> Text segment:
— begin —
Monday, July 17, 2006

Riding the Lifeline

[Written on Friday, July 14, four days after the bomb blasts of July 11]

12:11 pm. Jet Airways flight 9W350 hurtles down the runway at Vadodara airport. An hour or so later, after some circling in a holding pattern, it descends through the monsoon clouds over Thane Creek, lined up on final on Rwy 27, buffeted by mild crosswinds.

Cops are crawling all over the terminal. Even on the tarmac, machine-gun toting soldiers are spaced at regular intervals. As the cab departs the terminus, it has to check in with the cops. Apparently there’s a list of the license tags of all cabs that come into the airport. The cop and the cabbie harangue a bit in Hindi, but finally locate his tag number on the list. “Kuthe challa?” to me, says the cop, switching to Marathi. “Hmm? Andheri Westla.” “Nav?” “Mazha nav? My name?” I wonder why he switched to Marathi. Oh well. I give him my name, as the cab heads towards the Western Express Highway. Like I was going to tell him my real name if I were a wanted terrorist. All that to keep the PM safe, I surmise.
— end —
Dataset entries:
— begin —
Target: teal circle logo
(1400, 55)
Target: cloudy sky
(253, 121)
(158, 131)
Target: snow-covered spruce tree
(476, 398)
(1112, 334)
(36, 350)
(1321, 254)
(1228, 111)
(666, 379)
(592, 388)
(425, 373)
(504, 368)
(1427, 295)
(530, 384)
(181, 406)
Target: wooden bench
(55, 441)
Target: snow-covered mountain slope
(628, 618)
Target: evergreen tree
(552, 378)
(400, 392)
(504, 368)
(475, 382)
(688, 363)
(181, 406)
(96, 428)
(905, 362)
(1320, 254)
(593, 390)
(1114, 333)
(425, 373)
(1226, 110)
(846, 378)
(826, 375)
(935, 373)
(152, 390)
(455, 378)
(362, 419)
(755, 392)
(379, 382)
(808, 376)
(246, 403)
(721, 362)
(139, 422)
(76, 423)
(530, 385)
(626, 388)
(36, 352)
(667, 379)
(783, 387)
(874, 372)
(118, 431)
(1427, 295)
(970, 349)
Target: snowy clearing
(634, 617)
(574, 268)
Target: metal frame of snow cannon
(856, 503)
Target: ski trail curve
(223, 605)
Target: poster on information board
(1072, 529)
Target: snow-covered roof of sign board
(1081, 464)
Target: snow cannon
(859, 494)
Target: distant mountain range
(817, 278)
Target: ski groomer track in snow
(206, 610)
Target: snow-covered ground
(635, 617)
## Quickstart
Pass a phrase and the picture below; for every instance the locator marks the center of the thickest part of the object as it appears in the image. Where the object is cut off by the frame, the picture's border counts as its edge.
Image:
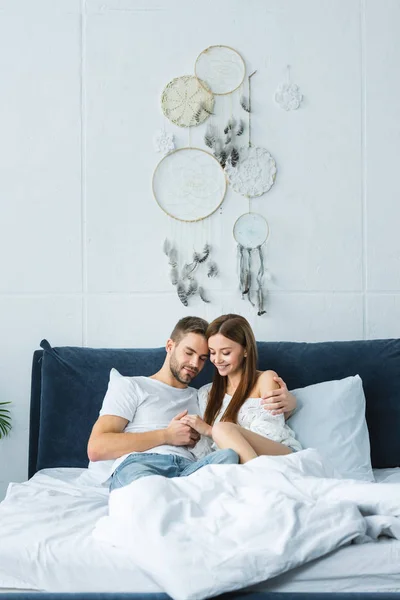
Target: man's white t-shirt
(148, 405)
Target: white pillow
(330, 417)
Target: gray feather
(188, 269)
(240, 128)
(200, 258)
(180, 288)
(166, 246)
(173, 257)
(192, 288)
(244, 103)
(202, 295)
(174, 275)
(212, 270)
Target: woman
(233, 414)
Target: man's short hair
(188, 325)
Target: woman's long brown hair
(237, 329)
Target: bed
(47, 522)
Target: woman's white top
(251, 416)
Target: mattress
(46, 545)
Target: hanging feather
(240, 128)
(260, 274)
(173, 257)
(260, 302)
(174, 275)
(248, 281)
(182, 293)
(217, 147)
(202, 257)
(167, 246)
(234, 157)
(206, 109)
(188, 269)
(210, 137)
(242, 269)
(212, 270)
(192, 288)
(198, 112)
(202, 296)
(244, 103)
(223, 158)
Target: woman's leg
(247, 444)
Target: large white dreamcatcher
(254, 172)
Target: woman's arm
(279, 400)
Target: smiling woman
(5, 420)
(234, 415)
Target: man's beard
(178, 372)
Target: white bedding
(46, 544)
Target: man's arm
(109, 441)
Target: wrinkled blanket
(230, 526)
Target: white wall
(80, 234)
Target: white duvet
(227, 526)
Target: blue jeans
(143, 464)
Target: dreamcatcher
(189, 185)
(251, 232)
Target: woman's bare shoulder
(265, 382)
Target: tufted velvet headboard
(69, 383)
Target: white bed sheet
(66, 504)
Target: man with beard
(139, 431)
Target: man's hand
(197, 423)
(279, 401)
(179, 433)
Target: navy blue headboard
(69, 383)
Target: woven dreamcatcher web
(187, 101)
(221, 68)
(254, 172)
(189, 184)
(251, 231)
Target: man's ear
(169, 346)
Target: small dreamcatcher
(187, 101)
(254, 172)
(251, 232)
(288, 94)
(221, 68)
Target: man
(139, 424)
(139, 429)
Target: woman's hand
(279, 401)
(197, 423)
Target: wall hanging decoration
(226, 147)
(251, 232)
(288, 94)
(185, 277)
(187, 101)
(189, 184)
(164, 142)
(254, 173)
(221, 68)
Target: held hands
(279, 401)
(197, 423)
(179, 433)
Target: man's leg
(220, 457)
(143, 464)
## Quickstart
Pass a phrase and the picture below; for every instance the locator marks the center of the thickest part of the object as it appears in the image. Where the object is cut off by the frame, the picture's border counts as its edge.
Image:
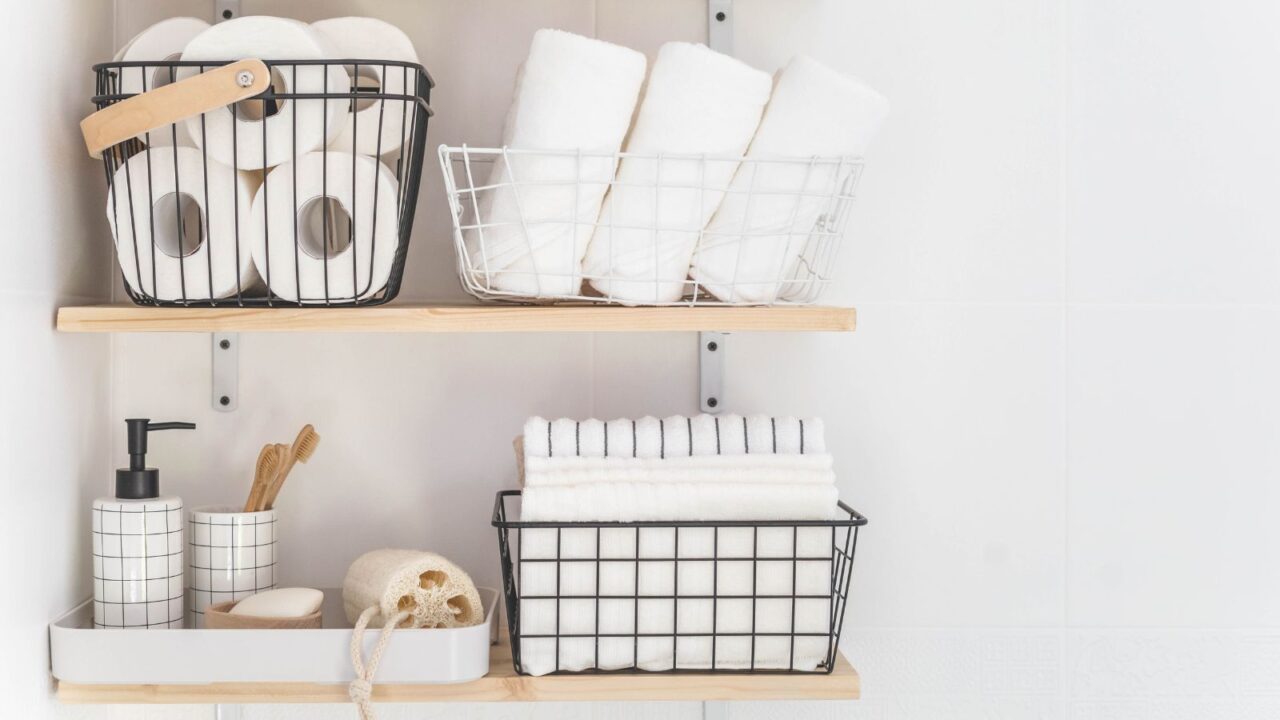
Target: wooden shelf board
(455, 318)
(502, 684)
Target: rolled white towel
(736, 469)
(574, 94)
(782, 556)
(629, 502)
(695, 101)
(673, 437)
(753, 246)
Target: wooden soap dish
(219, 618)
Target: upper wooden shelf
(455, 319)
(502, 684)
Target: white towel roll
(160, 42)
(750, 250)
(234, 137)
(696, 101)
(379, 126)
(296, 265)
(149, 200)
(575, 92)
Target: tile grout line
(1064, 208)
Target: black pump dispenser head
(137, 481)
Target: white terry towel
(735, 469)
(673, 437)
(696, 101)
(626, 502)
(754, 244)
(618, 580)
(572, 94)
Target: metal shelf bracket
(225, 372)
(711, 372)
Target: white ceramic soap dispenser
(137, 543)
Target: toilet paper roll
(161, 42)
(176, 233)
(298, 126)
(379, 127)
(289, 228)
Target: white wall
(54, 388)
(1055, 411)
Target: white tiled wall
(1056, 411)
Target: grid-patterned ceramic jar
(137, 563)
(232, 556)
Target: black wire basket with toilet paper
(261, 182)
(723, 596)
(630, 228)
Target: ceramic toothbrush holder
(232, 555)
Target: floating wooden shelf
(455, 319)
(502, 684)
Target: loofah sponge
(434, 591)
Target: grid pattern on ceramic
(232, 556)
(137, 564)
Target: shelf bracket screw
(225, 372)
(711, 372)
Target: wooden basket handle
(173, 103)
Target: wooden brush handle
(286, 459)
(259, 488)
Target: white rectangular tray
(85, 655)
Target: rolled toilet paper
(176, 217)
(374, 127)
(161, 42)
(236, 136)
(307, 254)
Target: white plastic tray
(85, 655)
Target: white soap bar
(280, 602)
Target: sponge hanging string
(361, 689)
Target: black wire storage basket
(629, 597)
(261, 182)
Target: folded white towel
(735, 469)
(673, 437)
(677, 501)
(695, 101)
(752, 249)
(787, 572)
(574, 92)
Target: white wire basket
(538, 226)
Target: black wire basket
(261, 182)
(629, 597)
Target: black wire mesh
(398, 144)
(575, 642)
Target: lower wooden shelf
(456, 319)
(502, 684)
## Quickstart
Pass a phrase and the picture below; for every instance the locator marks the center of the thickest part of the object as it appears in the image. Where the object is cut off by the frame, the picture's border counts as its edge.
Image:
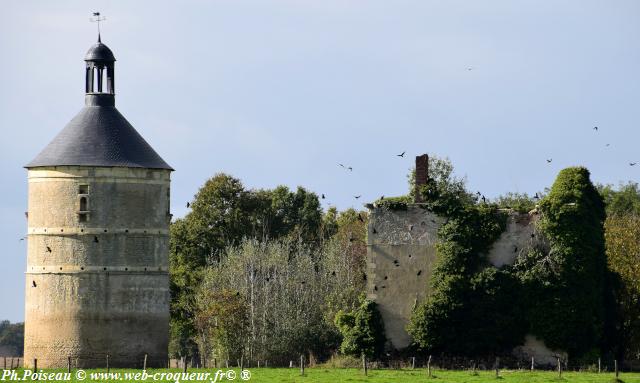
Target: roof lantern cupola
(99, 75)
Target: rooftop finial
(97, 19)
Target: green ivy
(565, 285)
(473, 309)
(362, 330)
(394, 203)
(556, 292)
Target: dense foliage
(264, 274)
(222, 214)
(12, 337)
(558, 293)
(261, 274)
(362, 330)
(519, 202)
(565, 286)
(623, 253)
(622, 201)
(472, 307)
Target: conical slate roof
(99, 136)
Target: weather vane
(97, 19)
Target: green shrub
(362, 330)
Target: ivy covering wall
(556, 293)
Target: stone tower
(97, 283)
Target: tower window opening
(96, 80)
(105, 80)
(83, 204)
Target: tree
(284, 286)
(623, 252)
(625, 200)
(222, 214)
(566, 285)
(362, 330)
(222, 321)
(519, 202)
(12, 336)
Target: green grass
(285, 375)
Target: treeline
(268, 275)
(262, 274)
(576, 290)
(11, 338)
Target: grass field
(273, 375)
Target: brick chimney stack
(422, 175)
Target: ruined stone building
(97, 283)
(401, 255)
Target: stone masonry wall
(401, 254)
(97, 286)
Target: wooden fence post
(533, 363)
(559, 367)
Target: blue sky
(280, 92)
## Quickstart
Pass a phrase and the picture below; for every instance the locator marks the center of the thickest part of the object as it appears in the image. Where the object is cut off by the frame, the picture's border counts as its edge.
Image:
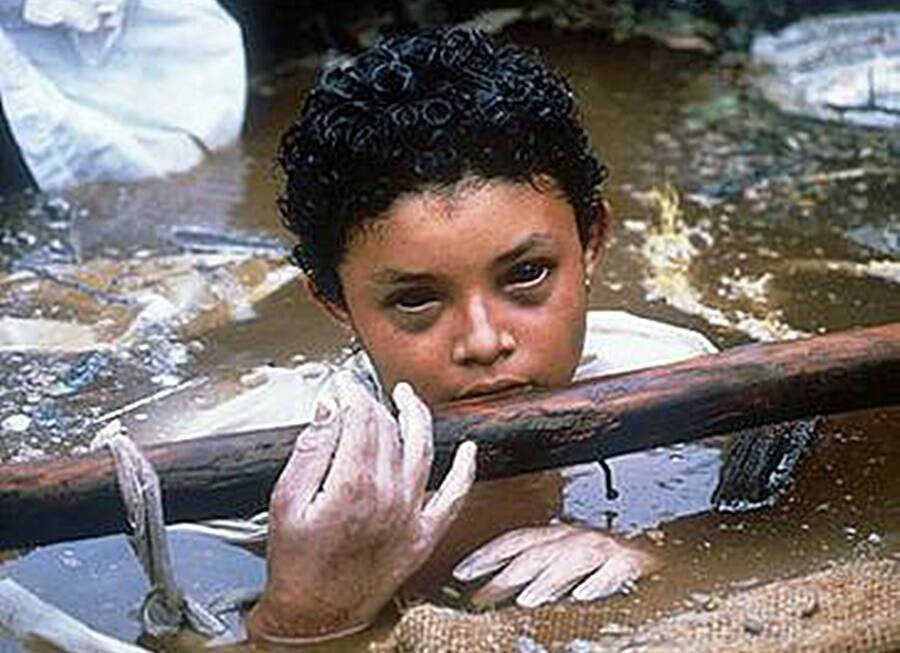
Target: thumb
(444, 506)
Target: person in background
(115, 90)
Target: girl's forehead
(474, 224)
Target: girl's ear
(593, 248)
(335, 311)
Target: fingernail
(463, 573)
(401, 393)
(529, 599)
(326, 410)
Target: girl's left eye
(528, 274)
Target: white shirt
(170, 87)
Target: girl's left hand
(548, 562)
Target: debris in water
(16, 423)
(754, 626)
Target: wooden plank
(229, 475)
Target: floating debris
(670, 248)
(16, 423)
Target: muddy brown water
(786, 217)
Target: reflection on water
(791, 219)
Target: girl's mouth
(500, 385)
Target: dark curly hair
(420, 113)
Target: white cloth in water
(148, 92)
(615, 341)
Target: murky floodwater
(781, 226)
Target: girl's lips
(491, 387)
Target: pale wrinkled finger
(417, 435)
(447, 501)
(609, 579)
(585, 552)
(388, 465)
(497, 552)
(523, 568)
(310, 459)
(353, 468)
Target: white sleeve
(616, 341)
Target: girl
(446, 202)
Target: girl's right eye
(414, 302)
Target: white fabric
(615, 341)
(147, 93)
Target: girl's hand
(548, 561)
(347, 522)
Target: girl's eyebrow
(533, 241)
(391, 276)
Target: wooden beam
(228, 475)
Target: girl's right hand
(348, 521)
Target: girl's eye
(414, 302)
(528, 274)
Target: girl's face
(471, 292)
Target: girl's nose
(482, 341)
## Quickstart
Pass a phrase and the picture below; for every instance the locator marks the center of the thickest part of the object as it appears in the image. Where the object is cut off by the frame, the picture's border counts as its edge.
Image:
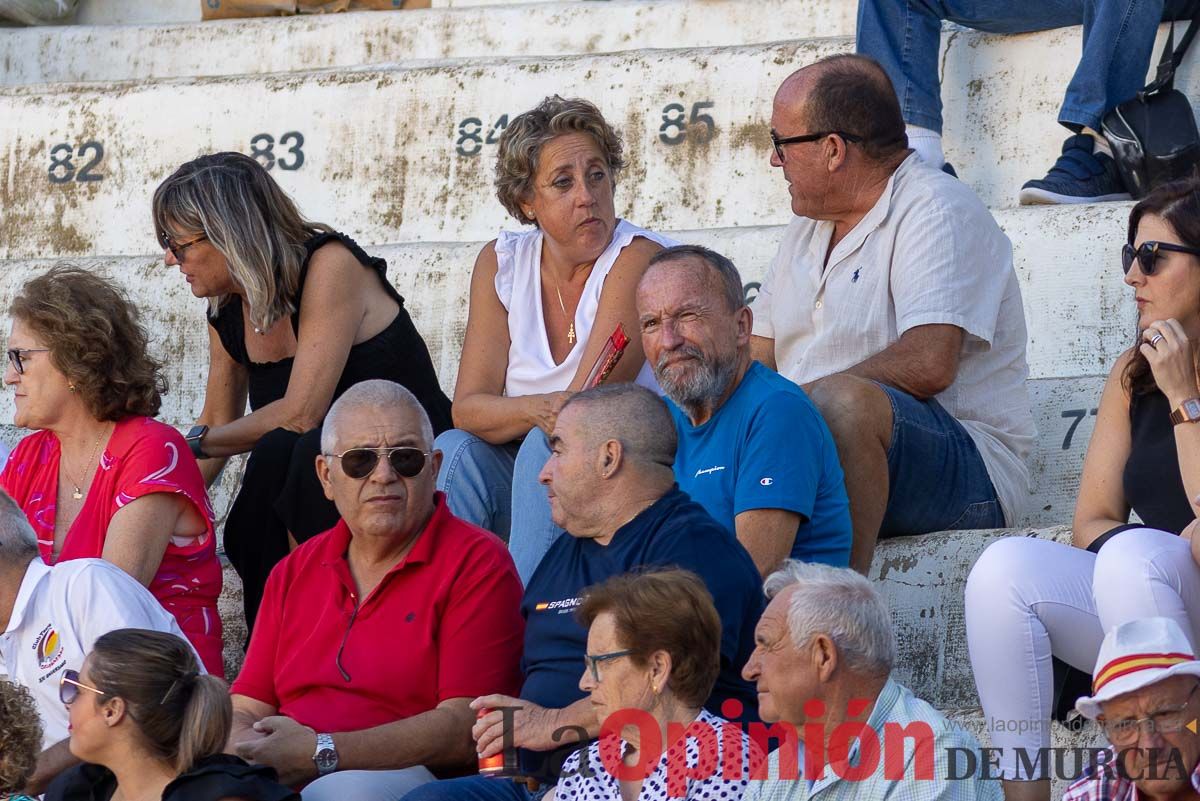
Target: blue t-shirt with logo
(768, 447)
(675, 531)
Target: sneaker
(1080, 175)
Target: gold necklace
(570, 330)
(78, 486)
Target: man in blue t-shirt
(612, 488)
(754, 450)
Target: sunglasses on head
(360, 462)
(177, 248)
(1147, 254)
(70, 687)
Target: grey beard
(702, 385)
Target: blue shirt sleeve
(783, 459)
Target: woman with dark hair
(148, 724)
(1029, 600)
(21, 740)
(544, 302)
(664, 666)
(298, 313)
(100, 477)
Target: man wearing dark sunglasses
(375, 636)
(49, 620)
(894, 303)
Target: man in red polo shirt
(375, 636)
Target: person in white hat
(1144, 697)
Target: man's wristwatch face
(327, 756)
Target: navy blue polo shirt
(675, 531)
(768, 447)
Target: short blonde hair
(21, 738)
(516, 164)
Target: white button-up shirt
(928, 252)
(59, 614)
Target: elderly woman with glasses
(100, 477)
(298, 313)
(544, 303)
(652, 662)
(1030, 600)
(148, 723)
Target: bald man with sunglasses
(375, 636)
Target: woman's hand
(1171, 360)
(545, 409)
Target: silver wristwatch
(325, 757)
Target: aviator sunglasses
(1147, 254)
(360, 462)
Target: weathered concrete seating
(378, 150)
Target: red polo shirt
(444, 622)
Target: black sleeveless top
(1152, 483)
(396, 354)
(213, 778)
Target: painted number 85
(676, 127)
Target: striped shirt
(895, 709)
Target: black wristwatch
(193, 440)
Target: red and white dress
(143, 457)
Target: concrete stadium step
(90, 53)
(1079, 314)
(405, 154)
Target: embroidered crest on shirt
(48, 646)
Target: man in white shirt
(51, 618)
(894, 303)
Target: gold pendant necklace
(77, 494)
(570, 330)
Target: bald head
(631, 415)
(851, 94)
(376, 393)
(18, 543)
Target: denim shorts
(937, 479)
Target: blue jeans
(936, 479)
(496, 487)
(472, 788)
(1119, 35)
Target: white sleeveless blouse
(532, 368)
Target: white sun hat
(1134, 655)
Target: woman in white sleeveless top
(543, 305)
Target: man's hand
(286, 746)
(532, 727)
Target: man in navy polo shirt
(612, 488)
(754, 450)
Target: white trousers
(367, 784)
(1030, 598)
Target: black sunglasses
(70, 687)
(360, 462)
(779, 142)
(17, 355)
(1147, 254)
(177, 248)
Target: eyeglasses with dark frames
(178, 248)
(1147, 256)
(779, 142)
(594, 660)
(360, 462)
(17, 355)
(70, 687)
(1167, 721)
— end —
> Directions:
[1] List every place name that appears in the blog post.
[2] Decide whether each statement agrees with the blog post, and support each verdict with a quotation: (a) The flight came down over Thane Creek. (b) The cop and the cabbie could not find the cab's tag number on the list. (c) The writer gave the cop a false name.
[3] Summarize the blog post in two sentences.

> Responses to the exercise:
[1] Vadodara, Thane Creek, Andheri West, Western Express Highway

[2]
(a) Yes: "it descends through the monsoon clouds over Thane Creek"
(b) No: "but finally locate his tag number on the list"
(c) No: "I give him my name"

[3] Written four days after the bomb blasts of July 11, the blog post follows Jet Airways flight 9W350 from Vadodara as it descends through monsoon clouds over Thane Creek. On arrival, the writer finds police throughout the terminal, armed soldiers on the tarmac and cabs checked against a list of license tags, and when a cop asks for the writer's destination and name, the writer doubts the value of the check and supposes it is meant to keep the PM safe.